### [Goal of the exercise]
Pull out every line of the data below that contains the word "shelf".

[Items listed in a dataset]
---*---
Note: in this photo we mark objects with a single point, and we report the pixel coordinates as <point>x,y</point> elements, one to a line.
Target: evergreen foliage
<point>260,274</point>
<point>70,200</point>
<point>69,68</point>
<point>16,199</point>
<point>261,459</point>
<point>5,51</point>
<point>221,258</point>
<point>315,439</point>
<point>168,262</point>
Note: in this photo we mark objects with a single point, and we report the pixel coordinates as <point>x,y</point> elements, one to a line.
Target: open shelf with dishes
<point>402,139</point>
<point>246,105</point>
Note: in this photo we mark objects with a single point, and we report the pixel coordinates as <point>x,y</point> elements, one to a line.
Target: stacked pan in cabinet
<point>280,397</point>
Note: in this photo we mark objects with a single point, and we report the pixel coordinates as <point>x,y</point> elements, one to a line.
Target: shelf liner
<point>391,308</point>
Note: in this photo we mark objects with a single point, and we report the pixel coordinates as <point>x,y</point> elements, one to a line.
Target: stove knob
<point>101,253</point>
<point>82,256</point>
---*---
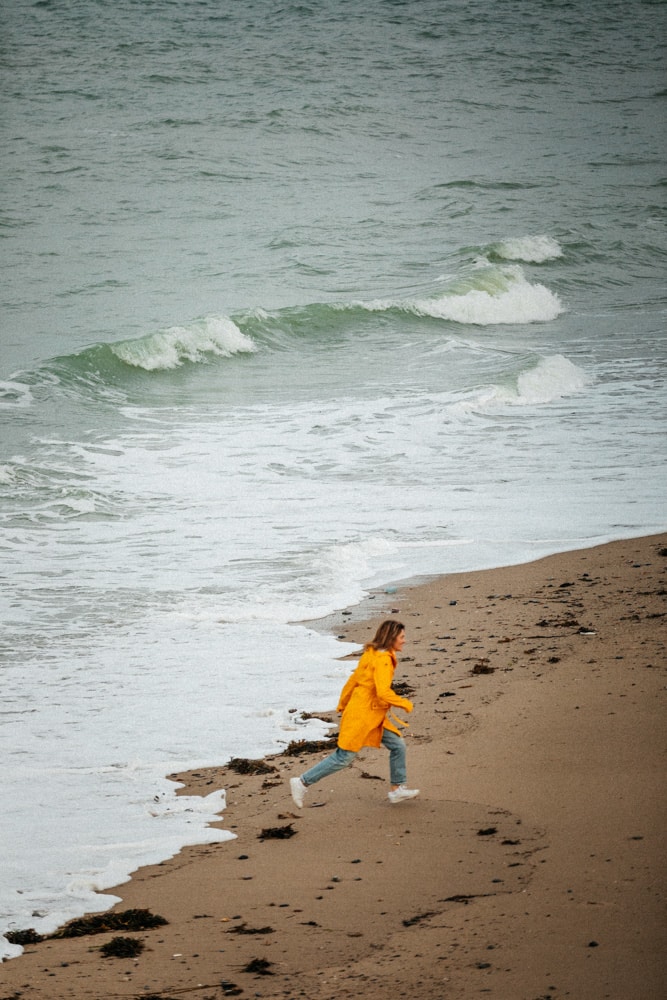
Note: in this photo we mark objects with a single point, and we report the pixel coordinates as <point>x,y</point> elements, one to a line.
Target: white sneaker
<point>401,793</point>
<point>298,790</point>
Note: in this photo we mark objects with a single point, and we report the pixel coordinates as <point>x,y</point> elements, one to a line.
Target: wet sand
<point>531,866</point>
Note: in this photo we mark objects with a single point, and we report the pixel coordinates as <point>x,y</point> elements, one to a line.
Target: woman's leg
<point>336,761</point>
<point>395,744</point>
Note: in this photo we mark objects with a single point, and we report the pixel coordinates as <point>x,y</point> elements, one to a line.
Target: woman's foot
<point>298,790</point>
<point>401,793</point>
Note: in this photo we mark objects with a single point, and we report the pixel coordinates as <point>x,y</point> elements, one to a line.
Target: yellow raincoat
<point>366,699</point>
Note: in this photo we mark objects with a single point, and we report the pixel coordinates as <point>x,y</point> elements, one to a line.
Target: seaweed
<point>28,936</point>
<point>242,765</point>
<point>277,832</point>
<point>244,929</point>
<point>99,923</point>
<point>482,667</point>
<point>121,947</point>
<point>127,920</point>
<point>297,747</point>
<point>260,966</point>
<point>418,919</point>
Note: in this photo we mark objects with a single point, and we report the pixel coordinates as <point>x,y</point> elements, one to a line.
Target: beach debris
---*---
### [Full solution]
Target: open shelf with dishes
Target: shelf liner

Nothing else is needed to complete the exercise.